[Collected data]
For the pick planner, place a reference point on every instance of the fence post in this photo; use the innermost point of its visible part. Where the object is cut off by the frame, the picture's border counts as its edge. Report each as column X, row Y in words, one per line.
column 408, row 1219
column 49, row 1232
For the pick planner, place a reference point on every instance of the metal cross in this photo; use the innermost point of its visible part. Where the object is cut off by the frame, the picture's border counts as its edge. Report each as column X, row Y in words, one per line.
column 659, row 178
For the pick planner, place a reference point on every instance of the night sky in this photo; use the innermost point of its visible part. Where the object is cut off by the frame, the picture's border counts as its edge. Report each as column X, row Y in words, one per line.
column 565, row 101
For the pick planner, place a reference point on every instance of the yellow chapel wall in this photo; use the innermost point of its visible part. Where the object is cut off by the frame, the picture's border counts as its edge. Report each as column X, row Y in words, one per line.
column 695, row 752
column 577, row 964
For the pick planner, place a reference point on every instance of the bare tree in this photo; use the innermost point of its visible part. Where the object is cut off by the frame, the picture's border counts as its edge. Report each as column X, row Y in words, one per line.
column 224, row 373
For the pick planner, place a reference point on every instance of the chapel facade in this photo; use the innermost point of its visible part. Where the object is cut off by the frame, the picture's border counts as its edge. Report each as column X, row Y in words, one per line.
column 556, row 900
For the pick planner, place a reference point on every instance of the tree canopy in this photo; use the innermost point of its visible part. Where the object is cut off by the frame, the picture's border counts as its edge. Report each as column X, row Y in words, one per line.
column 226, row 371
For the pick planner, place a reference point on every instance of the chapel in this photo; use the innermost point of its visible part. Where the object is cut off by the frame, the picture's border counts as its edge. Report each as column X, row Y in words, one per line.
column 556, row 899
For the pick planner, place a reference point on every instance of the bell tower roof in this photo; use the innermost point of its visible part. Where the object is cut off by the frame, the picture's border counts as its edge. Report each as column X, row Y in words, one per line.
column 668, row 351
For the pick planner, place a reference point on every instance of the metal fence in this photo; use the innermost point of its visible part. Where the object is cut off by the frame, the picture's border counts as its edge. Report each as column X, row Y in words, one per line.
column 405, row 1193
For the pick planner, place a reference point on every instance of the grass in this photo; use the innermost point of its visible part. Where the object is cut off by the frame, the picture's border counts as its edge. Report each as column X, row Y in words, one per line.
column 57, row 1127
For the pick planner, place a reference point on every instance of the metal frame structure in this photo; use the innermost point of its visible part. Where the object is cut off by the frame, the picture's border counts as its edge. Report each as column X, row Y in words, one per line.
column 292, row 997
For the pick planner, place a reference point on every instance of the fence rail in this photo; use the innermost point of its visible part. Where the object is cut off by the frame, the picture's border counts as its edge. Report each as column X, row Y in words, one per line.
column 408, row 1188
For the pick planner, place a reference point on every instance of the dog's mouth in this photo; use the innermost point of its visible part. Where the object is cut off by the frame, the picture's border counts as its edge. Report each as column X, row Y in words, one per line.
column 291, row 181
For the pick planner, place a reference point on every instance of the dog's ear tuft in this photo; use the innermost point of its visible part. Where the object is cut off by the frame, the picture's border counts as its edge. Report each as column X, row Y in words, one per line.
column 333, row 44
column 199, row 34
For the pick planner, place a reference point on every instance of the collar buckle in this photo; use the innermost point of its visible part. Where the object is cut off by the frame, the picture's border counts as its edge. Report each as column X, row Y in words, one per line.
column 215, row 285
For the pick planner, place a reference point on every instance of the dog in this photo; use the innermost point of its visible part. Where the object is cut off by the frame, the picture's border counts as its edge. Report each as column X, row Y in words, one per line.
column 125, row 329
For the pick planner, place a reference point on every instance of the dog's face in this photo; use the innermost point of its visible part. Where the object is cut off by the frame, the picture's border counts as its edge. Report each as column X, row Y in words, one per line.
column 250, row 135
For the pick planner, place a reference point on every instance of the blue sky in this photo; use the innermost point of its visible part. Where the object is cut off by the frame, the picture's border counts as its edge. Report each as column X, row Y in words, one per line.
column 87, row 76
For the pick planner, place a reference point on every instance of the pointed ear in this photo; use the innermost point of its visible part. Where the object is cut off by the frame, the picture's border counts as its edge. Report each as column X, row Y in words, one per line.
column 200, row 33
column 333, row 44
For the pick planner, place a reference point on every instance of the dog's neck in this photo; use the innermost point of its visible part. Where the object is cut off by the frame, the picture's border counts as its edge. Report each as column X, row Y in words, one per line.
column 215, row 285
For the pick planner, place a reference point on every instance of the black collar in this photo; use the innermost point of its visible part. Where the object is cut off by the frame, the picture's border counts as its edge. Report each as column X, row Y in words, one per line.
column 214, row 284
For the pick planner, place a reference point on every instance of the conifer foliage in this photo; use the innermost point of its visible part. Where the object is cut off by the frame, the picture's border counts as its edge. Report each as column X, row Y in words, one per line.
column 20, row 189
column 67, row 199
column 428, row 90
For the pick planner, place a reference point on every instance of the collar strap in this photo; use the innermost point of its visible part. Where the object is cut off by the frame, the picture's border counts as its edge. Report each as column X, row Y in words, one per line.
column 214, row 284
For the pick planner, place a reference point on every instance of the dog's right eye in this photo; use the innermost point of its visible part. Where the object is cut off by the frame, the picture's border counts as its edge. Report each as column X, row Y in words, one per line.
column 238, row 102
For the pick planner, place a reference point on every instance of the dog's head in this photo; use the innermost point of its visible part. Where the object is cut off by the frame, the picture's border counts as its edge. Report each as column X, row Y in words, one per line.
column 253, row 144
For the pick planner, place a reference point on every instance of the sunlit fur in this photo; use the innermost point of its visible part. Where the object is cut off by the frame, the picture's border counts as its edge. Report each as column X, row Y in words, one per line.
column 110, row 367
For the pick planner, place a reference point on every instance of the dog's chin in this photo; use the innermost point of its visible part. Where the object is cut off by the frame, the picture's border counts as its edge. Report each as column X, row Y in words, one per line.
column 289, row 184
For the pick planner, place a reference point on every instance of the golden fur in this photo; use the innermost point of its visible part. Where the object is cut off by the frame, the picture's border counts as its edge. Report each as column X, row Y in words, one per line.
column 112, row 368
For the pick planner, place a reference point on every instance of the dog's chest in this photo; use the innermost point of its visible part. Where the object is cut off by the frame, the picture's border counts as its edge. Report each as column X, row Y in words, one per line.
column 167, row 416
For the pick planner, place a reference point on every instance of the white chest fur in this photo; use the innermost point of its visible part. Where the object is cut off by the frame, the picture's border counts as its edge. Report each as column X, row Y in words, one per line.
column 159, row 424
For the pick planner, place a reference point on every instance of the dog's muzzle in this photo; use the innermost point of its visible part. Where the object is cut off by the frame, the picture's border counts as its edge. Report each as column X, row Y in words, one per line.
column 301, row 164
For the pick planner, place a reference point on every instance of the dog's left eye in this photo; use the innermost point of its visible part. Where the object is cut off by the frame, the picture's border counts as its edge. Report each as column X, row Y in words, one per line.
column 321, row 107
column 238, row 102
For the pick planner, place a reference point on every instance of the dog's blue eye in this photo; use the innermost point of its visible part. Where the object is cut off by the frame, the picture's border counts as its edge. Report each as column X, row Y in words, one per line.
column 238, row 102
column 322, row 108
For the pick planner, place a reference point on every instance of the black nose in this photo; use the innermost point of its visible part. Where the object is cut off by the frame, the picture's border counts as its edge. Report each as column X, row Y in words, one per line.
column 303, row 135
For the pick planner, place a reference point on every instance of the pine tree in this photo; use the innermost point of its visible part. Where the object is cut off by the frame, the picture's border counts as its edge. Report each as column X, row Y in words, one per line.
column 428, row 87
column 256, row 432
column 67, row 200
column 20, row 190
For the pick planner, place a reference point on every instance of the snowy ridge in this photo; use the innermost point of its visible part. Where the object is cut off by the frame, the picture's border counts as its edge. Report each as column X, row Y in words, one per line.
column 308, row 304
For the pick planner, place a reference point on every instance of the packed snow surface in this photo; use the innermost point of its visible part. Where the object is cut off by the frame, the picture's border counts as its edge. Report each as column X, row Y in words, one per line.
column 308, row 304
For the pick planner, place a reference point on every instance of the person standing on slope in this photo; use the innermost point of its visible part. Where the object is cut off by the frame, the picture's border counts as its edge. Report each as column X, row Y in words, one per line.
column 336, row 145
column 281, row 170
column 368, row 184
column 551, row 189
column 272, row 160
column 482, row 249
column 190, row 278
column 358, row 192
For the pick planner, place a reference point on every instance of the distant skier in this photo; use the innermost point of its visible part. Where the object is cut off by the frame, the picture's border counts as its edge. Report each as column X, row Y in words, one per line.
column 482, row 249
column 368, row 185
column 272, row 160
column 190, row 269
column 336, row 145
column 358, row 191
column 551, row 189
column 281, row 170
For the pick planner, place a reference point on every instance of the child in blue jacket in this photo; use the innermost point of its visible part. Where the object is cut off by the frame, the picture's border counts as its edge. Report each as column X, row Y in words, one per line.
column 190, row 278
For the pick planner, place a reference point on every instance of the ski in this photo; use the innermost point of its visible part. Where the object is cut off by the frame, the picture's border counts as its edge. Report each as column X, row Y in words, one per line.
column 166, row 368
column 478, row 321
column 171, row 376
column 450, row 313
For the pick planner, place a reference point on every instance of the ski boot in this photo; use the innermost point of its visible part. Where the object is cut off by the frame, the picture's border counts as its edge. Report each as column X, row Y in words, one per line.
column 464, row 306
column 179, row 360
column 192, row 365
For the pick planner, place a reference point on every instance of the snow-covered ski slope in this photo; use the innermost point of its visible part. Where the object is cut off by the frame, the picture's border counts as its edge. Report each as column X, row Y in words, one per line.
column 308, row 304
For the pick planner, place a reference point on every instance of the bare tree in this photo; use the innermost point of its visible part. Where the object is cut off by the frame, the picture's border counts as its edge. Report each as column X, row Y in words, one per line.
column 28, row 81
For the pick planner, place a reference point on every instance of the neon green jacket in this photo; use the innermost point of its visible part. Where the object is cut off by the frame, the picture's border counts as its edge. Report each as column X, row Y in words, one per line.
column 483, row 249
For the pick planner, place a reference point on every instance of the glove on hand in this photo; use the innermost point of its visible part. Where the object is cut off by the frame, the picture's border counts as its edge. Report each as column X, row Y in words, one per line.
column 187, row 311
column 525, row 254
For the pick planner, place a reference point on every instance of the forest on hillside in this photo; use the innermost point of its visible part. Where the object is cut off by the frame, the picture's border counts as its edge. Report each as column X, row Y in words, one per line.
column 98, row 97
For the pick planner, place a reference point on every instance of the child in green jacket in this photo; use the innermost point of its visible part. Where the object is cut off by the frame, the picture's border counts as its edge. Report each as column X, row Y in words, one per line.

▶ **BRIEF**
Repeat exactly the lines from the line containing "of the forest" through the end of the listing above; both boundary lines are part of the output.

▶ **ANSWER TO THE EXERCISE**
For the pick planner, place a reference point on every instance of the forest on hillside in this photo; use the innermost point of its visible part. Where the object is cut off by the frame, the picture's border counts as its edge. Report each as column X, row Y in words, one per line.
column 98, row 97
For the pick planner, place a reference point on every instance of the child in green jacket in this photo; use the innermost point of its visible part. Where the object is cut off by the frame, the picture's border counts as its edge. Report each as column X, row Y in words, one per line.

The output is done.